§ TEXT SECTION:
==================================================
Part of Elsevier’s Physiotherapy Pocketbook series, this is the second edition of this compact book, which does indeed fit snugly into the pocket of a standard physiotherapy tunic – I checked.
The book has 13 chapters; section 1 (the first 7 chapters) is titled Background Knowledge, and includes guiding principles in neurological rehab, motor control, assessment and management of common neurological impairments.
Section 2, Management of Common Conditions has the remainder of the chapters, and limits itself to six conditions: Stroke, traumatic brain injury, spinal cord injury, multiple sclerosis, Parkinson’s and Guillain-Barre syndrome.
In my opinion these six are sensible choices which cover the main conditions encountered in the average neurological physiotherapy practice.
This small book is a companion volume to the considerably larger text book Physical Management for Neurological Conditions, being completely revised for this second edition by an impressive international team of clinicians and researchers, at the same time as they edited the fourth edition of the large text book. This does mean that a number of the chapters in the pocketbook are, as acknowledged in the book, an “abridged version” of similar chapters in the full size text book – this includes all the condition chapters, as you might expect.
Still, there are a good number of chapters which have different content to the large book, so buying both volumes does make sense.
The layout of the Pocketbook makes it quick and easy to find relevant pages, and all the information presented is pertinent. I very much like the frequent use of tables and boxes, and despite its small size (yes, it really does fit properly into a uniform pocket, so no-one need know that you’re carrying it around…) it is extremely well referenced.
As an experienced neurological physiotherapist I did not expect to want to actually carry this book around with me at work, but it’s such a handy resource for those occasions when a young colleague asks me a tricky question, usually about evidence, that I think I’ll throw it in my work bag on days when I’m supervising students on placement.
For any student or newly qualified physio who is on a neuro placement, I’m certain this neat little volume will be a superb resource and I shall now heartily recommend it to all young therapists (including the occasional Occupational Therapist) I come across.
==================================================
§ PROVIDED RECORDS:
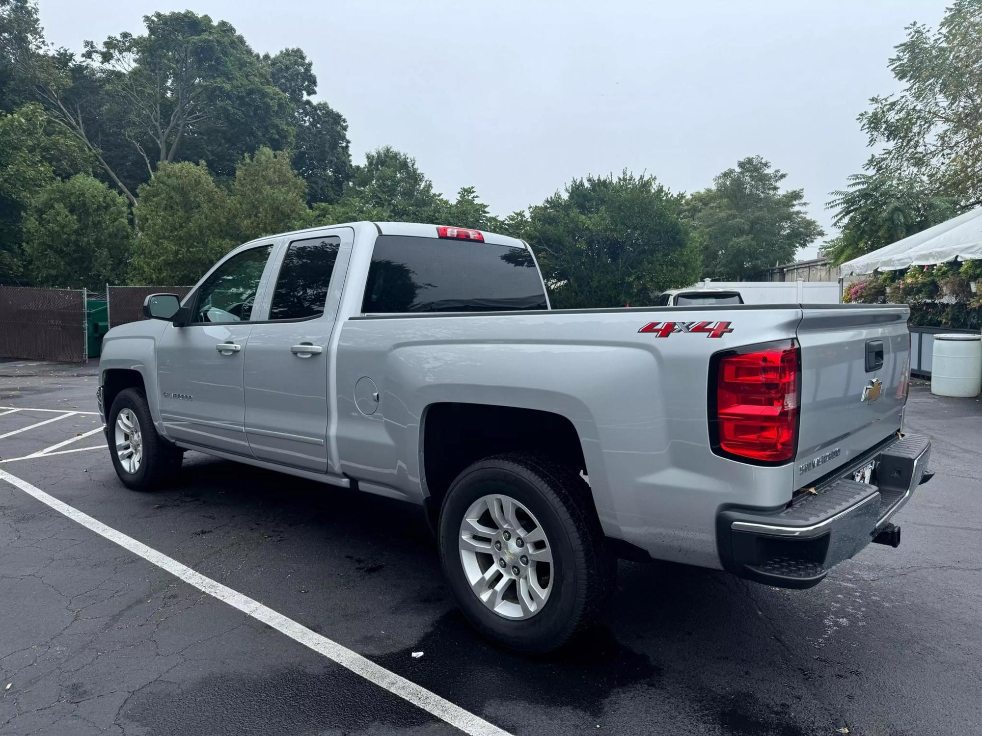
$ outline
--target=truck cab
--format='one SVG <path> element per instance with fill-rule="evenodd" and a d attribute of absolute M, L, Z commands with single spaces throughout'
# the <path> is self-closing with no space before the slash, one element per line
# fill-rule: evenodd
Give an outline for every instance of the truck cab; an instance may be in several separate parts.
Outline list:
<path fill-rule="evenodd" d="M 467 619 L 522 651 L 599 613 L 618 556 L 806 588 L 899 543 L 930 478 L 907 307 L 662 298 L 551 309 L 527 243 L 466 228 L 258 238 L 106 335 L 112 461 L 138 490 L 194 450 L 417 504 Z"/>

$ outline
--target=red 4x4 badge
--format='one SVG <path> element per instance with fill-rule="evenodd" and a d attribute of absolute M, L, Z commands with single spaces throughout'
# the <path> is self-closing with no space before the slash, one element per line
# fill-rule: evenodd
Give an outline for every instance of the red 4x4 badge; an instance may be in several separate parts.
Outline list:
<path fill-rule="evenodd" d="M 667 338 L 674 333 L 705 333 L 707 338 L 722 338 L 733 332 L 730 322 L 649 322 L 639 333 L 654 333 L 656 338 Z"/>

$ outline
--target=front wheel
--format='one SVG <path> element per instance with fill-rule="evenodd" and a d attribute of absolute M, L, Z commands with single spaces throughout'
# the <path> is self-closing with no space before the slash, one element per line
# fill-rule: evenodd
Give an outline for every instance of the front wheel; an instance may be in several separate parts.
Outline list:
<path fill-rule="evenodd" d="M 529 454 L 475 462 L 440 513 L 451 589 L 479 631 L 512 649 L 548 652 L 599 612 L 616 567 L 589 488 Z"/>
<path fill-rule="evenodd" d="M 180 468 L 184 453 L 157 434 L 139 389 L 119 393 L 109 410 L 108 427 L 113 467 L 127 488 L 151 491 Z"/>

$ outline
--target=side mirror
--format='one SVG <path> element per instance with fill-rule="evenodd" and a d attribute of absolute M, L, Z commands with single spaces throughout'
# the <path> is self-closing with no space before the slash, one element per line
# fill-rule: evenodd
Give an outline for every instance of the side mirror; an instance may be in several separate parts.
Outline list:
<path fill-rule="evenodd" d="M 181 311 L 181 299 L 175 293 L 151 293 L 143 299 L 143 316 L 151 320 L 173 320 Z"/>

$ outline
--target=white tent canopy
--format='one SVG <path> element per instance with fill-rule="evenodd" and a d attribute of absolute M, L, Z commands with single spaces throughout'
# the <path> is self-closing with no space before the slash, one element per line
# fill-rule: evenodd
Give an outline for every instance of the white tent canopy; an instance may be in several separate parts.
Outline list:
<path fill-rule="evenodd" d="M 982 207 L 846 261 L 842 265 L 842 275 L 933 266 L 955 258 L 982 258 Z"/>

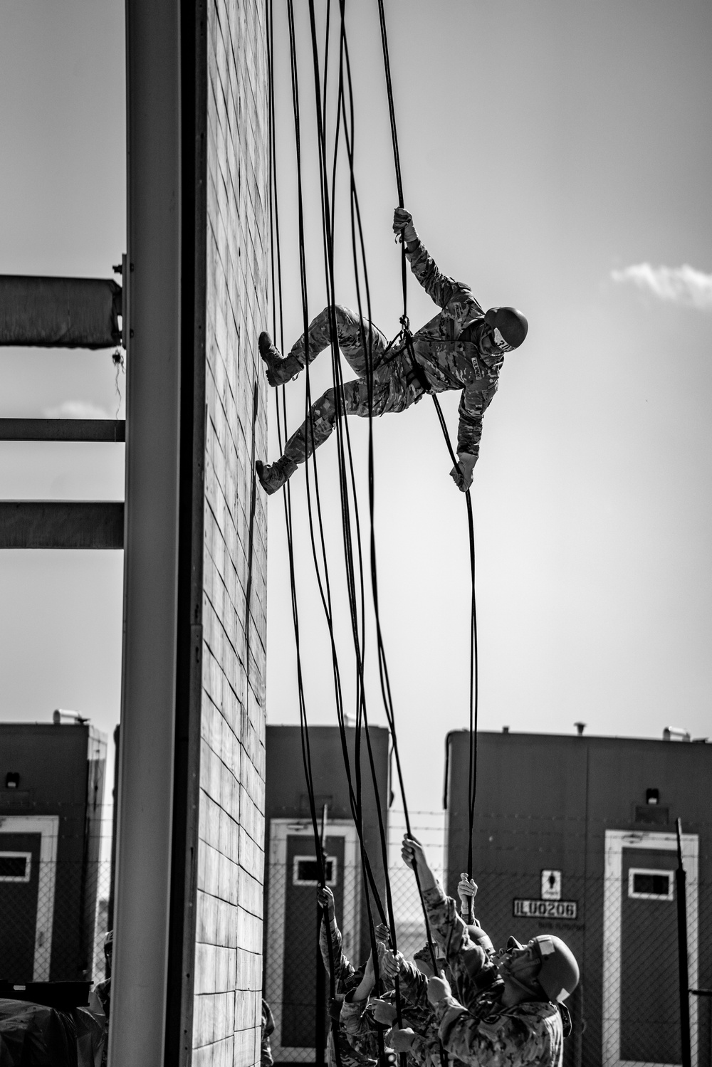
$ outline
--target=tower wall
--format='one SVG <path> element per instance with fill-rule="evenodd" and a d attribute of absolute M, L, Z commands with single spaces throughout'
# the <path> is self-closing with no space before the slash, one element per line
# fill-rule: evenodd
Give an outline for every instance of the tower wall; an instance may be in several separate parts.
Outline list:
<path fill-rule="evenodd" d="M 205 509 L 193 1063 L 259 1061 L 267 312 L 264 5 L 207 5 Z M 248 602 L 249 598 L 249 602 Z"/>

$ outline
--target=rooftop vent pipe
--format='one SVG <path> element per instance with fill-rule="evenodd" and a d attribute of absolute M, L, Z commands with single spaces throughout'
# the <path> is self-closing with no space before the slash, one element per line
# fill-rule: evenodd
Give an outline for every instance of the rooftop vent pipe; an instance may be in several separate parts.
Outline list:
==================================================
§ ACTIONS TO TAKE:
1. According to the review, which six conditions does Section 2 of the pocketbook cover?
2. Reproduce word for word the part of the review that opens with the words containing "The layout of" and closes with "students on placement.".

§ ANSWERS TO THE TASKS:
1. Stroke, traumatic brain injury, spinal cord injury, multiple sclerosis, Parkinson's and Guillain-Barre syndrome.

2.
The layout of the Pocketbook makes it quick and easy to find relevant pages, and all the information presented is pertinent. I very much like the frequent use of tables and boxes, and despite its small size (yes, it really does fit properly into a uniform pocket, so no-one need know that you’re carrying it around…) it is extremely well referenced.
As an experienced neurological physiotherapist I did not expect to want to actually carry this book around with me at work, but it’s such a handy resource for those occasions when a young colleague asks me a tricky question, usually about evidence, that I think I’ll throw it in my work bag on days when I’m supervising students on placement.